Goal> Collect every line from the rows below that contains the word "safari". Matches must have the same case.

----- Provided records

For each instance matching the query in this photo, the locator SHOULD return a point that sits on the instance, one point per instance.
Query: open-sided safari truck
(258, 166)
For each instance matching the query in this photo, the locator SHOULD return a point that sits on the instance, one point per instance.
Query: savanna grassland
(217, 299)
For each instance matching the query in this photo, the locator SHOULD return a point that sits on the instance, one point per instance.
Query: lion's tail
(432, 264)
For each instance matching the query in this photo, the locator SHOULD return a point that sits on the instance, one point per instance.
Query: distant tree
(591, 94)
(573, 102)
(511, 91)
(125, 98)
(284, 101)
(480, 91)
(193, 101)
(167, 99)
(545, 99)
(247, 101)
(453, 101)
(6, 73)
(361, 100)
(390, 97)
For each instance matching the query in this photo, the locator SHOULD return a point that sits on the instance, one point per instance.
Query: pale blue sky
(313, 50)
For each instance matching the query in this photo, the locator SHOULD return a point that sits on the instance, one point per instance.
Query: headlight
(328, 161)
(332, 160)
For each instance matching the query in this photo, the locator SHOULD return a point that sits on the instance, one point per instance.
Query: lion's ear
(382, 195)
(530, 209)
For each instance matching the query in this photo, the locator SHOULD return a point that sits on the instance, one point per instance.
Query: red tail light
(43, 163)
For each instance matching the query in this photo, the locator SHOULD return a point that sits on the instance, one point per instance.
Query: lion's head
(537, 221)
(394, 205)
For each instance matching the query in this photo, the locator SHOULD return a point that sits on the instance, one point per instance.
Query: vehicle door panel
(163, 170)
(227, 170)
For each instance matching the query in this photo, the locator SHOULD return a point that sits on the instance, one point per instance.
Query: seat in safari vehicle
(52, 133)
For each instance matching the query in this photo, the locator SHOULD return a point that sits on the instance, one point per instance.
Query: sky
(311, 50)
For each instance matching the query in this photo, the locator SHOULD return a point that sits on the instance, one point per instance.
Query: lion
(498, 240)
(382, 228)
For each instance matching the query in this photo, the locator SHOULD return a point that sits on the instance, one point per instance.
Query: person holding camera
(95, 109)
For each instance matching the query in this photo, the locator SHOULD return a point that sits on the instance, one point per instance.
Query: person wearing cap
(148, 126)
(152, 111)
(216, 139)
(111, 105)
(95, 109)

----------

Correct output>
Query: open-sided safari truck
Query: seat in safari vehicle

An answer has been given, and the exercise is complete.